REQUIREMENT - Rewrite the material between the lines holding "Verification task: the rear tire" and "[451,226,547,272]", inclusive, replacing "utility pole" with "telephone pole" and leaving everything else unchanged.

+-------+

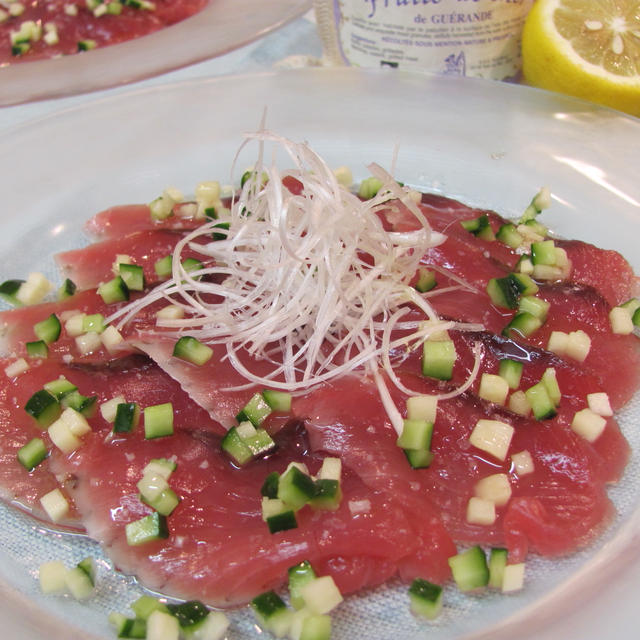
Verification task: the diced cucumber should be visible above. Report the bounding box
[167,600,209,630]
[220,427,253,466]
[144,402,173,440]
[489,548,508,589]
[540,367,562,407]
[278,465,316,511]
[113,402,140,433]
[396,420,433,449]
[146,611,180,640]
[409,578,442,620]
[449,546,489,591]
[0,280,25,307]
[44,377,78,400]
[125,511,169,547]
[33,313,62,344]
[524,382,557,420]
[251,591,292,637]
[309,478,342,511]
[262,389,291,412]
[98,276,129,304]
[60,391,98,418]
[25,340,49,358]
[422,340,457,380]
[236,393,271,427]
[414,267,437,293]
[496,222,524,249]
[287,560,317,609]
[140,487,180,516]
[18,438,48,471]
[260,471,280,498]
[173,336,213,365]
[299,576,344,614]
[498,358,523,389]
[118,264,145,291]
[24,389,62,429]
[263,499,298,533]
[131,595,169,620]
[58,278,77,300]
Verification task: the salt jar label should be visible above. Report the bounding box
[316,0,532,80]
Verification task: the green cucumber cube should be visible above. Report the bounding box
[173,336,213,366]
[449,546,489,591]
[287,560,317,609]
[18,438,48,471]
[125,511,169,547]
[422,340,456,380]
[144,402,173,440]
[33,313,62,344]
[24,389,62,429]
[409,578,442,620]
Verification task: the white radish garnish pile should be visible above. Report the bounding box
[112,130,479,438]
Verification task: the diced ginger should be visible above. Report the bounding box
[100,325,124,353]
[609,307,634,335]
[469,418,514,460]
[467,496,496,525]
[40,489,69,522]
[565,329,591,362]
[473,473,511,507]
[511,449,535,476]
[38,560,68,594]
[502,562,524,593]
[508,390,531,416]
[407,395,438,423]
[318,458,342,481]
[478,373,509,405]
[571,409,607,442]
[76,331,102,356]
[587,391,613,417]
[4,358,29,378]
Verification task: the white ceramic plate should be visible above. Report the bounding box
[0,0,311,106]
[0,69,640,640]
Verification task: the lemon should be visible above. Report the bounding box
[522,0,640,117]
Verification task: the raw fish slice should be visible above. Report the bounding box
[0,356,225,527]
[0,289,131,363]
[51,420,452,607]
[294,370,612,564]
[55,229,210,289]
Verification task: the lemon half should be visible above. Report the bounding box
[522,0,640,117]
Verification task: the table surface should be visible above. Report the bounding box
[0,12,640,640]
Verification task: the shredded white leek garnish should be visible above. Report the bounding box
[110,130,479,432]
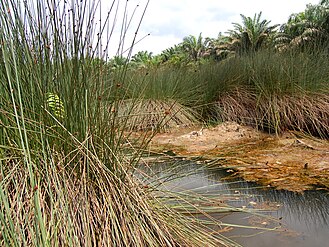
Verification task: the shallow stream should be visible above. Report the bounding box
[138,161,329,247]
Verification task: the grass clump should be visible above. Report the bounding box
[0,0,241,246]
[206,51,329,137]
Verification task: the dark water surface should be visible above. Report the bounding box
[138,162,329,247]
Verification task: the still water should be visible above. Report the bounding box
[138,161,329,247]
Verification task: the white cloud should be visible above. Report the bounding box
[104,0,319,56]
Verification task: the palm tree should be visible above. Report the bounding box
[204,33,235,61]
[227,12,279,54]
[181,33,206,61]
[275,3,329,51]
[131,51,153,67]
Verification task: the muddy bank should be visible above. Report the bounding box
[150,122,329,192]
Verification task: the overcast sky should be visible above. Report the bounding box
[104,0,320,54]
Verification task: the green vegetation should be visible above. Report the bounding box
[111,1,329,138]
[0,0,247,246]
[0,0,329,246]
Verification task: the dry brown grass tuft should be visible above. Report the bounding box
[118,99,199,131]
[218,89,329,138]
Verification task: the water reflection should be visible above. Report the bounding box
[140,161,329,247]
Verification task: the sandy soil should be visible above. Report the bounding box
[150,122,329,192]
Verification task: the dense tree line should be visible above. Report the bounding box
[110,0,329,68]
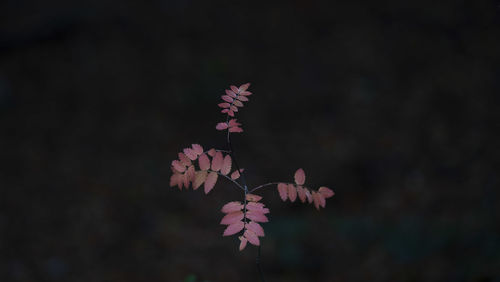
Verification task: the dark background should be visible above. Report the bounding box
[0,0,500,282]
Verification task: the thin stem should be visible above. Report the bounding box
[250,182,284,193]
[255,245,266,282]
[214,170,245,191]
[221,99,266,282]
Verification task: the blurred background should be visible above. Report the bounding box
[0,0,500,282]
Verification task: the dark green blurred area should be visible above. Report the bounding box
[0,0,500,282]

+-------+

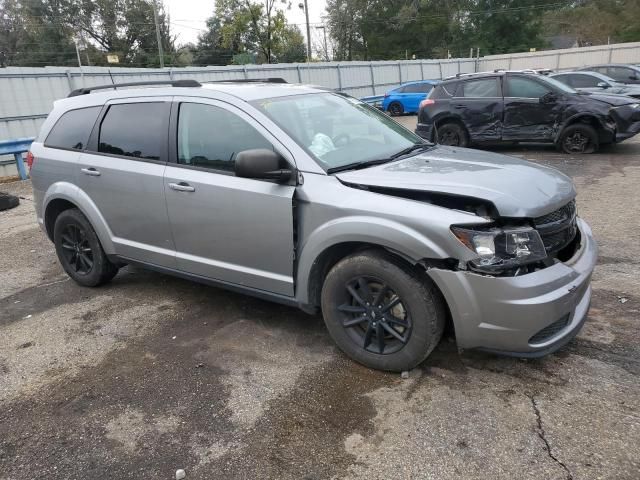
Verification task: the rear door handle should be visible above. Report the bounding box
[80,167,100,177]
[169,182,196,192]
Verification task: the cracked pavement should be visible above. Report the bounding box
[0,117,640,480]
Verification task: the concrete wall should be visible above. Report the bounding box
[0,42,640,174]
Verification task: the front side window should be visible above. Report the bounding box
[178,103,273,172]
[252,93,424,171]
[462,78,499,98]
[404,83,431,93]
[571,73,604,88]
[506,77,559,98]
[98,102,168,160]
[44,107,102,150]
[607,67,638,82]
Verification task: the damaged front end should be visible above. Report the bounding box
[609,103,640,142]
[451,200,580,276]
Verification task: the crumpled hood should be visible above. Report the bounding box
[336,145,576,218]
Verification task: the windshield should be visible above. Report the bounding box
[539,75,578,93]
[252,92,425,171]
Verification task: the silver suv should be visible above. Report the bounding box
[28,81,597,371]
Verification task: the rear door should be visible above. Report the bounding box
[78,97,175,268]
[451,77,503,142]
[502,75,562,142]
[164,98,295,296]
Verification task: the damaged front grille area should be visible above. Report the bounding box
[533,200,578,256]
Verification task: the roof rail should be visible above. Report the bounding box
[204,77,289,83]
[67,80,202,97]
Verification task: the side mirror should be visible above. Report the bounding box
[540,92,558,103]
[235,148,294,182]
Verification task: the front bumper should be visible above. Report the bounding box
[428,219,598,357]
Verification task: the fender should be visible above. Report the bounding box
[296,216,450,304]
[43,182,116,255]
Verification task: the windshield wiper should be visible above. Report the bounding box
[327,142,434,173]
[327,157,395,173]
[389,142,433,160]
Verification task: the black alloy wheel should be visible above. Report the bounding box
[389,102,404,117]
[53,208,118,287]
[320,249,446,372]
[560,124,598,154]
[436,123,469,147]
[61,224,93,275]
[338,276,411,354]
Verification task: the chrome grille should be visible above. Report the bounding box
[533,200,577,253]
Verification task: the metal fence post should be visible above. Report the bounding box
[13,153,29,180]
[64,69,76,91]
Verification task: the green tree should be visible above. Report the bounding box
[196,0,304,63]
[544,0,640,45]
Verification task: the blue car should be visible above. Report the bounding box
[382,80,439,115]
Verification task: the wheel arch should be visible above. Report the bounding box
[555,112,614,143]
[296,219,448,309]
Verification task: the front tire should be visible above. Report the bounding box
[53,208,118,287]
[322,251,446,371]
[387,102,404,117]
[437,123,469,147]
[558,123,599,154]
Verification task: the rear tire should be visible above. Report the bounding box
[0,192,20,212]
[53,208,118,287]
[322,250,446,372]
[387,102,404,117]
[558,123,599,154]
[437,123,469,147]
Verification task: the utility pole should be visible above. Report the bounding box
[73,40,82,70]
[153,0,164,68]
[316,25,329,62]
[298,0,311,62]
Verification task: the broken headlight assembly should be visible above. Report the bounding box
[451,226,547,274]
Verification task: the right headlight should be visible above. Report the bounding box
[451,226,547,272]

+-------+

CORRECT OUTPUT -
Verification task: the rear tire should be visible above. Report the bounding box
[0,192,20,212]
[53,208,118,287]
[322,250,446,372]
[387,102,404,117]
[558,123,599,154]
[437,123,469,147]
Verification task: the telephone pole should be visible above. Report the bounding box
[73,40,82,70]
[153,0,164,68]
[316,25,329,62]
[298,0,311,62]
Verification task: the broken headlight assembly should be visible above. Report the bounding box
[451,226,547,274]
Verification task: the right headlight should be visible above. Report the bounding box
[451,226,547,272]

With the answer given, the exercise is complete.